> [Extract]
Online, another tectonic shift separates production and design again.
On the internet and in digital media, production is no longer the junction of industry, as it is slowly transforming into yet another service for hire. On Alibaba, factories of any scale and technique take job orders from any business, large or small, at a few clicks of a button. Labor is distributed and attainable on different scales, from craftsman to makers and designers, and up to a multitude of people who will take work starting at a single cent. These transformations find a direct connection to the physical world through New tools for digital manufacturing. They both symbolically and literally plug the internet, its structures and culture, into personal or small-scaled production facilities. 3D printers’ costs have so dramatically reduced, That some now cost less than a mid-level smartphone.
And on the other hand, design is also sold and shared independently of products. On financing platforms such as Kickstarter products are sold as potentials, before their production feasibility has even been proven. Around the web digital files for production are for sale or for free, instructions for making, how to videos and apps for adaptations and customizations of design are expanding. Tender platforms sell design files on specific briefs. Many traditional designed products are now being realized only partly before getting known or sold as PhotoShoped prototypes or high end models. For what seems to be the first time in its history, consumers pay separately for a product’s design and its production.

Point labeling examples
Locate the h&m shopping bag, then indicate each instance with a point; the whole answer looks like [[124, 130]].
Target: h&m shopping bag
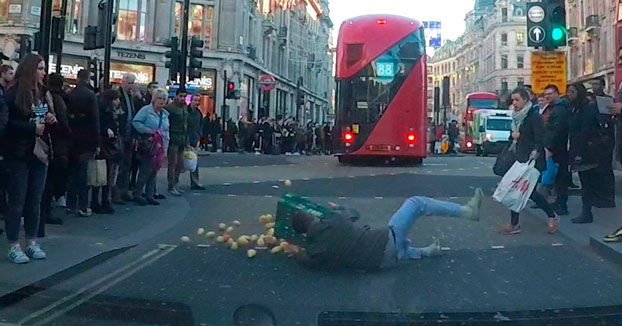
[[96, 175], [517, 185]]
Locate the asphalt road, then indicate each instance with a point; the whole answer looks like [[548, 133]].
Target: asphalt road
[[166, 282]]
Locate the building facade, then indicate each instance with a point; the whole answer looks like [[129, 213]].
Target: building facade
[[490, 56], [591, 40], [287, 39]]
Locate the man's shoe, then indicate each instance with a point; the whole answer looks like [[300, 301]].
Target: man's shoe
[[153, 202], [582, 219], [140, 201], [508, 229], [107, 209], [97, 209], [561, 210], [34, 251], [17, 255], [54, 220], [197, 187], [174, 192], [616, 236]]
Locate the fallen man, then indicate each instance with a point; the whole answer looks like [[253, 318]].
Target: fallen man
[[338, 242]]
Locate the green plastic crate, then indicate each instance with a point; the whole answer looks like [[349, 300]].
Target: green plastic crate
[[286, 207]]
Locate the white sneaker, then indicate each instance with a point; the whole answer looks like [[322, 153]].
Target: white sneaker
[[34, 251], [61, 202], [17, 255], [174, 192]]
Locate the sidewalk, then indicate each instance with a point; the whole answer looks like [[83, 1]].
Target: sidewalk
[[82, 239], [606, 220]]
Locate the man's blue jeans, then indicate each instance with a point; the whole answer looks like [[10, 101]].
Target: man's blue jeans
[[405, 217]]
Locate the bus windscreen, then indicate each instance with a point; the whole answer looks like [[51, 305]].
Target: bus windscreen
[[364, 97], [484, 103]]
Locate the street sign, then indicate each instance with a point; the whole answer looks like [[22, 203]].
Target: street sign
[[267, 82], [536, 14], [537, 34], [548, 68]]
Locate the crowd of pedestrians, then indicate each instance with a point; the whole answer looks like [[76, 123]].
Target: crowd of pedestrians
[[51, 136], [267, 136], [579, 137]]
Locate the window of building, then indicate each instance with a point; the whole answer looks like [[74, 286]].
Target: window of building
[[132, 20], [200, 21], [520, 61], [520, 38]]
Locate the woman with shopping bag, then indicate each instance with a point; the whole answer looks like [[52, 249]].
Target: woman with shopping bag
[[527, 140]]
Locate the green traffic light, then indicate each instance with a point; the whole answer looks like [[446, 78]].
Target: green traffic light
[[557, 34]]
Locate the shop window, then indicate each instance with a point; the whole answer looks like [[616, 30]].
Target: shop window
[[132, 20]]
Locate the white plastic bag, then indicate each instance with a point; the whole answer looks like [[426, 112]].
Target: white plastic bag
[[517, 185], [190, 160]]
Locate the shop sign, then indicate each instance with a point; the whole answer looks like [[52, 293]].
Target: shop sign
[[144, 73], [131, 55], [15, 8]]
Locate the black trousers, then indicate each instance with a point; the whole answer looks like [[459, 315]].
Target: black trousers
[[540, 201]]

> [Exercise requirements]
**a.** According to the passage on design and production, some 3D printers now cost less than what?
**b.** Reproduce word for word everything in the passage on design and production from "And on the other" down to "and its production.".
The items are separate material, apart from the passage on design and production.

> [Responses per task]
**a.** A mid-level smartphone.

**b.**
And on the other hand, design is also sold and shared independently of products. On financing platforms such as Kickstarter products are sold as potentials, before their production feasibility has even been proven. Around the web digital files for production are for sale or for free, instructions for making, how to videos and apps for adaptations and customizations of design are expanding. Tender platforms sell design files on specific briefs. Many traditional designed products are now being realized only partly before getting known or sold as PhotoShoped prototypes or high end models. For what seems to be the first time in its history, consumers pay separately for a product’s design and its production.